**Work order 1**
In the article about Dr. Krishna Kakani, what does she call deliveries?
**Work order 2**
Quote word for word the passage of the article about Dr. Kakani that begins at the words "Dr. Kakani originally" and stops after "Alabama A&M University.".

**Selected excerpt**
---

A very special delivery

A very special delivery

Dr. Krishna Kakani with Labor & Delivery Unit Nurses

Huntsville OB-GYN Krishna Kakani, MD, expects to deliver her 10,000th baby at some point in 2017.

It’s a remarkable milestone for one of the area’s longest-practicing obstetricians. January marked 31 years since Dr. Kakani joined the Huntsville Hospital medical staff.

Counting medical school and her OB-GYN residency, she has brought enough people into the world to fill all 9,000 seats at Propst Arena in downtown Huntsville and then some. Her legacy includes one set of quadruplets, three sets of triplets and more twins than she can count.

Last year, Dr. Kakani was recognized by the Women’s Economic Development Council Foundation for serving as an inspiration to other women. The emcee at the ceremony asked how many audience members had been through childbirth with Dr. Kakani. A sea of hands went up.

Raised in a modest farming family in southeast India, Dr. Kakani found herself drawn to nursing at an early age. A college counselor persuaded her to take the medical school entrance exam instead.

“During medical school, I found that I liked both internal medicine and OB-GYN and had a hard time deciding between them,” says Dr. Kakani. “But the more deliveries I helped with, there was just something special about the happiness. I call deliveries ‘birthday parties.’

“Complications can happen, of course, but most of the time it’s a happy ending.”

Dotha Cunningham, an RN who just retired from Huntsville Hospital for Women & Children’s Labor & Delivery Unit, watched Dr. Kakani in action for 25 years.

“We have a lot of wonderful, compassionate doctors, but she’s at the top of the list,” said Cunningham. “She is sad with the patient when sad things happen and rejoices with them when good things happen. You won’t find a more genuine physician.”

Dr. Kakani originally planned to work as an OB-GYN in her native India after medical school. That changed when she met her future husband, Babu Rao Kakani, who had left India to pursue a master’s degree in business from Alabama A&M University.

She joined him in the Rocket City in 1979 and completed an OB-GYN residency program in Savannah, Ga., before joining the Huntsville Hospital medical staff in January 1986.

More than 30 years into her career, Dr. Kakani remains passionate about mothers and babies and hopes to work for another decade before retiring. She said she draws daily inspiration from Mother Teresa, the missionary who devoted her life to helping the poor.

“I always think that if I could do just 1 percent of the good that Mother Teresa did, I would be so happy,” says Dr. Kakani. “One of her sayings is, ‘Not all of us can do great things, but we can all do small things with great love.’

“That’s what I’ve always tried to practice.”

---

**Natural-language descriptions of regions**

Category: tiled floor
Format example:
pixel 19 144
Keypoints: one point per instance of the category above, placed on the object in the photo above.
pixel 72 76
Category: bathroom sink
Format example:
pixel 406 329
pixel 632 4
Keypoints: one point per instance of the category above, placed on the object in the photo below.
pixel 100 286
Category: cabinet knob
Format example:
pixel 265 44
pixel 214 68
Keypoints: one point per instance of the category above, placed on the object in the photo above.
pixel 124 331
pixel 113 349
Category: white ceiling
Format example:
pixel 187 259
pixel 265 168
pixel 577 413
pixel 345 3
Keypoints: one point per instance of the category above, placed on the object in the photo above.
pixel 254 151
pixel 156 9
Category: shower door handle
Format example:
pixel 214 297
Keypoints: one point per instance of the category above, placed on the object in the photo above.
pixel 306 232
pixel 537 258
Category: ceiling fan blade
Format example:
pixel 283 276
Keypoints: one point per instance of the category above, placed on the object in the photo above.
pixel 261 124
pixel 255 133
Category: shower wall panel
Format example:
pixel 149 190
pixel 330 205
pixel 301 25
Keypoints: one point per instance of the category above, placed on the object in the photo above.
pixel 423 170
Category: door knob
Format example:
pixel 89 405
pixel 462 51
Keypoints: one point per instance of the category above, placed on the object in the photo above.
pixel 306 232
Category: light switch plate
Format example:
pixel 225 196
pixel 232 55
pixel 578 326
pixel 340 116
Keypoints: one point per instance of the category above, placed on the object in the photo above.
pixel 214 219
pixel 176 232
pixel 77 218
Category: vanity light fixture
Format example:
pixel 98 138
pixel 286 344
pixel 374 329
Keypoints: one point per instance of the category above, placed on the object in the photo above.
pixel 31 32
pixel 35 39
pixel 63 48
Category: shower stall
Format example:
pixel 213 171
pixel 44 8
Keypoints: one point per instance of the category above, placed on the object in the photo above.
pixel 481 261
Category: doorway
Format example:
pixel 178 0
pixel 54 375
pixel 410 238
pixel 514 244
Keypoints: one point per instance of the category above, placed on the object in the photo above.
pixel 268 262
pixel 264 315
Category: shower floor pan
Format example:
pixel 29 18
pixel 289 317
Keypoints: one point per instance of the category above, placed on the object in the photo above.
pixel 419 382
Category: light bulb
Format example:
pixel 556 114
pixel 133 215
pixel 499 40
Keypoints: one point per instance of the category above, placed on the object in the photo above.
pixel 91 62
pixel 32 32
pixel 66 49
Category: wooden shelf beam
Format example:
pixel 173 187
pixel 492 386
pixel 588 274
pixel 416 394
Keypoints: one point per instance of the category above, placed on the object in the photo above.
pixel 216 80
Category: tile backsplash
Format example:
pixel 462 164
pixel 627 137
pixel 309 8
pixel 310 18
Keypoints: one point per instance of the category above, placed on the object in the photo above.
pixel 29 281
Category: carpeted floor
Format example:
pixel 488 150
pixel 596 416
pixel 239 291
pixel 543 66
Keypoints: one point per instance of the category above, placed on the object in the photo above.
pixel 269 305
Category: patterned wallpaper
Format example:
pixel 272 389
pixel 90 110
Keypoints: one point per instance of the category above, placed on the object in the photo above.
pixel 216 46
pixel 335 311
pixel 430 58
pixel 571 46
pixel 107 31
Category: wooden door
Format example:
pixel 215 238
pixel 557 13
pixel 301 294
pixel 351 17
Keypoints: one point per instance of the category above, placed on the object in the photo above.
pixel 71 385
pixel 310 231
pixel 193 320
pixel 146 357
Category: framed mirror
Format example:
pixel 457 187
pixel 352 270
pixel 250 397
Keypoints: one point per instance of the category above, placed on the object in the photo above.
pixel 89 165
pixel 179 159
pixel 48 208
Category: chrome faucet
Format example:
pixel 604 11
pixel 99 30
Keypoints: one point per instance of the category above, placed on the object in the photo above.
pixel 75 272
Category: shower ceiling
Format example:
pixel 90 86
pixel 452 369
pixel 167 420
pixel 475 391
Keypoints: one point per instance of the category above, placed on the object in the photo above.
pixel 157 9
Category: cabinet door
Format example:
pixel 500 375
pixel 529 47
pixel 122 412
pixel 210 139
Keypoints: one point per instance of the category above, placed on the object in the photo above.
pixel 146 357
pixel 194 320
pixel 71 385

---

**Task answer 1**
She calls them "birthday parties."

**Task answer 2**
Dr. Kakani originally planned to work as an OB-GYN in her native India after medical school. That changed when she met her future husband, Babu Rao Kakani, who had left India to pursue a master’s degree in business from Alabama A&M University.